(SOURCE DOCUMENT):
= = = =
Great tank Jim. I like that it doesnt 'try' to look like a high tech tank.
Very healthy plant growth and even better how low maintenance it is... great Ludwigia and Swords; swords have only done well for me on natural tanks, everywhere else they struggle.

Nice discussion too!


----------



## Dustymac (Apr 26, 2008)

f1ea said:


> Great tank Jim. I like that it doesnt 'try' to look like a high tech tank.
> Very healthy plant growth and even better how low maintenance it is... great Ludwigia and Swords; swords have only done well for me on natural tanks, everywhere else they struggle.
> 
> Nice discussion too!


Thanks! I struggled for years to grow plants in my fish tanks. It wasn't until getting Diana's book that I started to understand what I was doing wrong.

Jim


----------



## Dustymac (Apr 26, 2008)

Phil,

Localized allelopathy seems fantastic to me. It would require the plant cell to detect the attachment of the alga on the outer cell wall and then bore a hole into the the anchoring algae cell to inject the toxin. I've never heard of any cell, plant or animal which has this capability. 

Then, for the toxin to poison the rest of the algae filament, it would require an active transport mechanism from the anchoring algae cell to the rest of the cells down the line. Since algae filaments are only one cell thick, this is equally fantastic. Even if we assume there is some sort of diffusion between algae cells, permeation would be slow and hair/beard algae would appear to have white roots as it starts to fade. I've never seen this. 

As to the slouphing off of young plant cells, I can't find anything on the net or in any of my literature to suggest plants have this capability. From what I know and what I can research, plant leaves grow to a certain size and then stop. No further cell division takes place. 

Finally, spore creation would be exascerbated by CO2 injection since algae feed on CO2. If someone wanted to reduce spore production, the last thing you would do is add something to the water to help the algae grow. If you didn't add CO2, you might be able reduce spore concentration through heavy water changing. Given how short are some algae reproductive cycles, I suspect no one changes their water that often.
= = = =
(DATASET ENTRIES):
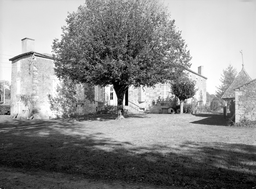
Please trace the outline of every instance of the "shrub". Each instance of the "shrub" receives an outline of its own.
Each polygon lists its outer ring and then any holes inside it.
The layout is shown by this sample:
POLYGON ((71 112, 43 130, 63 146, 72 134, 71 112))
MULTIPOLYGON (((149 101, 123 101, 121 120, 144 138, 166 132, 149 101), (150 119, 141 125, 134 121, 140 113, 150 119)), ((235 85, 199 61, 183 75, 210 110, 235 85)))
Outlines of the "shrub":
POLYGON ((245 127, 256 128, 256 120, 251 121, 245 118, 240 121, 239 126, 245 127))
POLYGON ((193 113, 193 106, 191 103, 184 103, 183 105, 183 113, 186 114, 192 114, 193 113))
POLYGON ((10 114, 11 106, 9 105, 1 105, 0 106, 0 115, 7 115, 10 114))

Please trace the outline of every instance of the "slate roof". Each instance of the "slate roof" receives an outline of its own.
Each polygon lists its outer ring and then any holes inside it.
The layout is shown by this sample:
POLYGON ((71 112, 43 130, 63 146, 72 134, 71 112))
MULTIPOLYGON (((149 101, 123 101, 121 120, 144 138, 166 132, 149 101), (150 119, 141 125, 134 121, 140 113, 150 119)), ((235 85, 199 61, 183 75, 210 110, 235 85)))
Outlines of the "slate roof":
POLYGON ((185 68, 185 69, 186 70, 187 70, 187 71, 188 71, 189 72, 192 72, 192 73, 195 73, 195 74, 196 74, 196 75, 199 75, 199 76, 200 76, 202 77, 202 78, 205 78, 205 79, 207 79, 207 78, 206 78, 206 77, 205 77, 205 76, 203 76, 203 75, 201 75, 201 74, 199 74, 199 73, 196 73, 196 72, 194 72, 194 71, 192 71, 191 70, 191 69, 188 69, 188 68, 185 68))
POLYGON ((247 82, 246 83, 243 84, 243 85, 241 85, 241 86, 239 86, 238 87, 236 88, 236 89, 238 89, 239 88, 240 88, 240 87, 242 87, 243 86, 244 86, 245 85, 246 85, 247 84, 249 84, 249 83, 252 83, 252 82, 253 82, 254 81, 256 81, 256 79, 253 79, 253 80, 252 80, 251 81, 250 81, 249 82, 247 82))
POLYGON ((10 59, 9 59, 9 61, 13 61, 16 60, 16 59, 17 59, 17 58, 19 58, 21 57, 21 56, 25 56, 26 55, 27 55, 30 54, 34 54, 35 55, 37 56, 46 58, 50 58, 50 59, 54 59, 54 58, 49 54, 48 54, 47 53, 39 53, 39 52, 37 52, 34 51, 30 51, 27 52, 25 52, 25 53, 23 53, 22 54, 21 54, 20 55, 16 56, 12 58, 10 58, 10 59))
POLYGON ((224 99, 235 99, 235 90, 236 89, 244 85, 251 80, 252 78, 247 73, 245 67, 243 66, 242 70, 239 72, 229 87, 225 92, 221 98, 224 99))

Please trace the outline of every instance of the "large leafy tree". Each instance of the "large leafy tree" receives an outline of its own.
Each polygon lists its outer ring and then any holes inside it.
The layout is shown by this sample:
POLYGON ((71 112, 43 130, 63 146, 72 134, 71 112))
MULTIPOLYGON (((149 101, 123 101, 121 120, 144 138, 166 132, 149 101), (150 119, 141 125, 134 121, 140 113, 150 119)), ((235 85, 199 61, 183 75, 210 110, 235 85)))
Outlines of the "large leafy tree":
POLYGON ((237 72, 235 68, 230 64, 225 70, 223 71, 221 78, 220 81, 222 83, 220 85, 217 87, 217 90, 216 91, 216 96, 218 98, 221 98, 222 95, 227 88, 230 86, 236 77, 237 72))
POLYGON ((153 86, 190 66, 189 51, 157 0, 86 0, 70 14, 52 48, 60 78, 106 86, 117 98, 117 118, 132 85, 153 86))
POLYGON ((184 100, 194 96, 198 90, 196 89, 195 82, 189 78, 186 73, 181 74, 178 78, 172 81, 171 92, 180 100, 181 114, 183 113, 184 100))

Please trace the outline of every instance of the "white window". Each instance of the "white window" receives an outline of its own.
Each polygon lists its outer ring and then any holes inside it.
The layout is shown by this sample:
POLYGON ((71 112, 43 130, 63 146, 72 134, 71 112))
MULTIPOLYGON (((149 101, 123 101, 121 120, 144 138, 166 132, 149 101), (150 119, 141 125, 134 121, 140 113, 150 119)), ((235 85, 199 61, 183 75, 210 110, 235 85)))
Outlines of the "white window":
POLYGON ((17 72, 20 71, 20 61, 19 61, 17 62, 17 72))
POLYGON ((113 87, 110 87, 110 100, 113 100, 114 94, 114 88, 113 87))
POLYGON ((20 94, 20 80, 17 80, 17 94, 20 94))
POLYGON ((161 85, 161 100, 165 101, 169 100, 169 84, 161 85))
POLYGON ((146 101, 146 88, 142 87, 138 87, 138 101, 144 102, 146 101))

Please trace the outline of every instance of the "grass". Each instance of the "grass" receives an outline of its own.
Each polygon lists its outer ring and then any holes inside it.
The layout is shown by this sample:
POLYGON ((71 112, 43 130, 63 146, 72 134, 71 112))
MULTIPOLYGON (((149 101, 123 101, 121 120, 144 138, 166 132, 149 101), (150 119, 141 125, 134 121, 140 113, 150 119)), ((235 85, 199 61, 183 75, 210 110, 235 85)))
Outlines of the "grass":
POLYGON ((4 119, 0 166, 159 187, 256 186, 255 128, 226 127, 220 115, 126 117, 4 119))

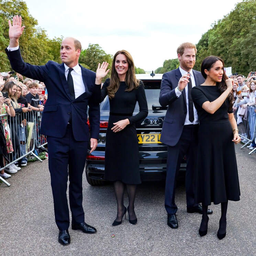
= = = =
(WHAT YOU WILL DO):
• a. Using the aquarium forum thread, give the stretch from "Thanks! I struggled" through "has this capability." again, replacing "fantastic" with "implausible".
• b. Answer these questions from the aquarium forum thread:
(i) Which two plants does the first post praise by name?
(ii) Whose book helped Jim see what he was doing wrong with his plants?
(iii) How thick are algae filaments, according to the thread?

(RESULTS BY TASK):
• a.
Thanks! I struggled for years to grow plants in my fish tanks. It wasn't until getting Diana's book that I started to understand what I was doing wrong.

Jim


----------



## Dustymac (Apr 26, 2008)

Phil,

Localized allelopathy seems implausible to me. It would require the plant cell to detect the attachment of the alga on the outer cell wall and then bore a hole into the the anchoring algae cell to inject the toxin. I've never heard of any cell, plant or animal which has this capability.

• b.
(i) Ludwigia and Swords.
(ii) Diana's.
(iii) Only one cell thick.